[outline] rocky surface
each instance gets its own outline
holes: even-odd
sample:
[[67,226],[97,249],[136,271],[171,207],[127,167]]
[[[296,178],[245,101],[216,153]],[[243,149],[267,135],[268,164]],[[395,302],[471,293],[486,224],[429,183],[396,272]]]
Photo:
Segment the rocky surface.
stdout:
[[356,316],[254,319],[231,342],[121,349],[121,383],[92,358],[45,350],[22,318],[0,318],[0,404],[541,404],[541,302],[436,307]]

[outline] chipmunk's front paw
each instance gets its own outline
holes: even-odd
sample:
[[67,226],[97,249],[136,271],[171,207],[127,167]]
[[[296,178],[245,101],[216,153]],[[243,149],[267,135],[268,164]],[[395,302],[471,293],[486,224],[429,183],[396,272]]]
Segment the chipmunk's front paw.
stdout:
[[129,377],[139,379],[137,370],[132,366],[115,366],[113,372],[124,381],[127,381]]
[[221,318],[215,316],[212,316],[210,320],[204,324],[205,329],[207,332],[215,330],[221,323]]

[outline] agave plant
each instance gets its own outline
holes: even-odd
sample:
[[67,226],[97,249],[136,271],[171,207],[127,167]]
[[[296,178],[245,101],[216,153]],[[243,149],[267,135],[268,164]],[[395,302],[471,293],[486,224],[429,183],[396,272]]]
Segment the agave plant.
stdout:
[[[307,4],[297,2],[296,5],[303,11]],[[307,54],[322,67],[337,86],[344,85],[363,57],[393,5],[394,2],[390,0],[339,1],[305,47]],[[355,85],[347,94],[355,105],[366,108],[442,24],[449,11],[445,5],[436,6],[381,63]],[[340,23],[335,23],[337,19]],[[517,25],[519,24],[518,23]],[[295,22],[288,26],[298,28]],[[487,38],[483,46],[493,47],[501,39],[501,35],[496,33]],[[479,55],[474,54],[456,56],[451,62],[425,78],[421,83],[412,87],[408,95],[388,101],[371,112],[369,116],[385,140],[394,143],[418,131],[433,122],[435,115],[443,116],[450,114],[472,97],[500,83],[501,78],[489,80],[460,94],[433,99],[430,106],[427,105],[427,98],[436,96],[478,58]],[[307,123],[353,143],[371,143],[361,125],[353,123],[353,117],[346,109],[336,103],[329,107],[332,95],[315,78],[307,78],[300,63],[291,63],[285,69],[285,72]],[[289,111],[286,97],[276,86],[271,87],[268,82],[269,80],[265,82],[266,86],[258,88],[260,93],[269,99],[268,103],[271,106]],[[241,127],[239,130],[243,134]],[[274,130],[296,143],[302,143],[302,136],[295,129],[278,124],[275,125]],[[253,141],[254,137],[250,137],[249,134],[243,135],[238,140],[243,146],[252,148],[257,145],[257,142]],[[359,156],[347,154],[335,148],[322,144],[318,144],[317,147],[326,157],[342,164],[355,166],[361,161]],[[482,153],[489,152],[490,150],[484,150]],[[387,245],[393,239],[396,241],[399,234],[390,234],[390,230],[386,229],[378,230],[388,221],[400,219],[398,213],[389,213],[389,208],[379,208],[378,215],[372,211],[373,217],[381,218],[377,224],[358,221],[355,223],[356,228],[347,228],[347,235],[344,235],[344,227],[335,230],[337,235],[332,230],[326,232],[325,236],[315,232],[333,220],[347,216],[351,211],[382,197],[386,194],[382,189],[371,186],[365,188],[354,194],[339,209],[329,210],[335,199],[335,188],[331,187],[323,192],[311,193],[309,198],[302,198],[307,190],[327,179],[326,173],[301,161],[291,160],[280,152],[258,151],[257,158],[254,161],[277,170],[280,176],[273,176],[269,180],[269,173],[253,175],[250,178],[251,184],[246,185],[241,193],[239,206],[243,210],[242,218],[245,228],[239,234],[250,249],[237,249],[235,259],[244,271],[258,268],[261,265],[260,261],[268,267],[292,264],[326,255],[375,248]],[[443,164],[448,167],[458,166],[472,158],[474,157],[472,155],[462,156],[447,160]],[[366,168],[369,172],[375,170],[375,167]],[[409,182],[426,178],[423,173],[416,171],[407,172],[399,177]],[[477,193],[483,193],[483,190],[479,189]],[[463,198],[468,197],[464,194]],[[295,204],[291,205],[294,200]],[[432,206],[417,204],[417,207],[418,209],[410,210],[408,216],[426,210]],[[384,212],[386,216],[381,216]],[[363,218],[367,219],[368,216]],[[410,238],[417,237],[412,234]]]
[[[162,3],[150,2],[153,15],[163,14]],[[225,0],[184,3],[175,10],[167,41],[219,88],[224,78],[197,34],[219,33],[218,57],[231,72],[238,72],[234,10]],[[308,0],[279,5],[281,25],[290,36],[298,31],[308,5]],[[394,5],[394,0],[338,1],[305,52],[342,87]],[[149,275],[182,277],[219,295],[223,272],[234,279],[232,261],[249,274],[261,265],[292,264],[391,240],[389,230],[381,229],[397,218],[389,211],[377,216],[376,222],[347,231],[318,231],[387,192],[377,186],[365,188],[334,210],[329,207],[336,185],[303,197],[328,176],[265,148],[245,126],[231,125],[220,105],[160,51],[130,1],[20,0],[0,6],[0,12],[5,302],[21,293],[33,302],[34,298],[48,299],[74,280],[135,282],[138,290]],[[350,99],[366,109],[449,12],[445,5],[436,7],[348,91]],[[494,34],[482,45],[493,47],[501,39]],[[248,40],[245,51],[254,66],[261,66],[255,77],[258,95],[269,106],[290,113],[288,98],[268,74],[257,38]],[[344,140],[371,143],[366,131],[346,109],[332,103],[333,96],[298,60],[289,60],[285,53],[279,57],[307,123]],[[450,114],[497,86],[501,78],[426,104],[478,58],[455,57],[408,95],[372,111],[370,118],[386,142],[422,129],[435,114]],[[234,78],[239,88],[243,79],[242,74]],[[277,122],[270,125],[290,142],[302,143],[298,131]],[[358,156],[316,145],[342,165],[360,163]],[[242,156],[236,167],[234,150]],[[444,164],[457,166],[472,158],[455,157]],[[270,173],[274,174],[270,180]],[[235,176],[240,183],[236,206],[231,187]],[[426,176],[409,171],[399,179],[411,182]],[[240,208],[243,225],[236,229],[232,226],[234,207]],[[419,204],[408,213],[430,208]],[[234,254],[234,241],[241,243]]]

* * *

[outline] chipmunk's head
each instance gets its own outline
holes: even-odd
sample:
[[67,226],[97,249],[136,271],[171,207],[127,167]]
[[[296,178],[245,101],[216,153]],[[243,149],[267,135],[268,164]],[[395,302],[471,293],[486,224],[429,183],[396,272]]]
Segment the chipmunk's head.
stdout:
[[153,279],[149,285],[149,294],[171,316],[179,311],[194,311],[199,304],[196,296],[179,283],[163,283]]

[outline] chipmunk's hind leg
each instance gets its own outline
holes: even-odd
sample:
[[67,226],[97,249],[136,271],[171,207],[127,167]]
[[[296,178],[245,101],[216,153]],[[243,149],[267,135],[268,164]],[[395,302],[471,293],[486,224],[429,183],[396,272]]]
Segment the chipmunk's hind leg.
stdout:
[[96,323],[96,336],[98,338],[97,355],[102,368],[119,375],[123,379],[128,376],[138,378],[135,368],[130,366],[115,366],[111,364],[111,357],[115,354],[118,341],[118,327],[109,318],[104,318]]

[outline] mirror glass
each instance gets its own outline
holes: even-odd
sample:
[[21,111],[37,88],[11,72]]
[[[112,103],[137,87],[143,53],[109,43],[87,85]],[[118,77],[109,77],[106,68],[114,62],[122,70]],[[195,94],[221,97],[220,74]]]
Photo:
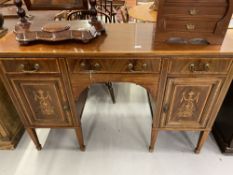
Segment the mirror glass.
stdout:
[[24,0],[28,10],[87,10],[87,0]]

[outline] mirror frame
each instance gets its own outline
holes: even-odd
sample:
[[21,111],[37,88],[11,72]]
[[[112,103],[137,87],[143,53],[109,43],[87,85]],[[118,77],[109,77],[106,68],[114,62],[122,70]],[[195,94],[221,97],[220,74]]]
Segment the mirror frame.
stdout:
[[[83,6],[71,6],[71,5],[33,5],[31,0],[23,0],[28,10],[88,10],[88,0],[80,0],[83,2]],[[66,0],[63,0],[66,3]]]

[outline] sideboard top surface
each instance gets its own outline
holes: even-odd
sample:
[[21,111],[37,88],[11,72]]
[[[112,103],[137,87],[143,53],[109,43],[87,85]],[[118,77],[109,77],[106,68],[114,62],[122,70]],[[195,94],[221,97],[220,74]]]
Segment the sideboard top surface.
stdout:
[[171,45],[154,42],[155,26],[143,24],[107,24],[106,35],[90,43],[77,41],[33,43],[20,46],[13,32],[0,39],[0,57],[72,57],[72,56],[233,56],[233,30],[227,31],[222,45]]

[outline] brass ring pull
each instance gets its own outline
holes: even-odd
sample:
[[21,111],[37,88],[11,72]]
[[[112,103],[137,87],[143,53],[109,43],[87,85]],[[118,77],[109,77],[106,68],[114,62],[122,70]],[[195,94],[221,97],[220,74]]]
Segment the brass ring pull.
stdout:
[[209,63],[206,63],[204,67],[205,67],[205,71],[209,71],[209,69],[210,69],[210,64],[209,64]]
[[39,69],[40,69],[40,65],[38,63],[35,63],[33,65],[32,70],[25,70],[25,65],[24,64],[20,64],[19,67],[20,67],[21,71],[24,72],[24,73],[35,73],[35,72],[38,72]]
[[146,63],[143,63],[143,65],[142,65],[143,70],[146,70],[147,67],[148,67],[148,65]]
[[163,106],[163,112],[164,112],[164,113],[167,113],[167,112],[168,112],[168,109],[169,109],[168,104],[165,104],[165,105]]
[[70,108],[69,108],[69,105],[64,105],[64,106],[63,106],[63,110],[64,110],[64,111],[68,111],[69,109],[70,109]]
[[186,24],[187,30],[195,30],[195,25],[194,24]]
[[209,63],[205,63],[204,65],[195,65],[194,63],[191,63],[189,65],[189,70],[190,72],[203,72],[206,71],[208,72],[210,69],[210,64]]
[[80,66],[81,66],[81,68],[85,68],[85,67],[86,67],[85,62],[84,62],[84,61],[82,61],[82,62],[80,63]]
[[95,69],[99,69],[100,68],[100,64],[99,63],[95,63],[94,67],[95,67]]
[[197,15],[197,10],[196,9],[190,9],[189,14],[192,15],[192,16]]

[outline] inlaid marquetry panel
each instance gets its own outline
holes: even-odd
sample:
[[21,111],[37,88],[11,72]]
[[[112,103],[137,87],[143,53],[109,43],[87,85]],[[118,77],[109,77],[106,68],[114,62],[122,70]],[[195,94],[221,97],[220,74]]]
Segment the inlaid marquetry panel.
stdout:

_작성 과제_
위 항목에서 "panel"라는 단어가 들어 있는 줄을 모두 추출해 한 줄씩 옮겨 적으세요.

_답안_
[outline] inlaid marquetry panel
Segment the inlaid marquetry panel.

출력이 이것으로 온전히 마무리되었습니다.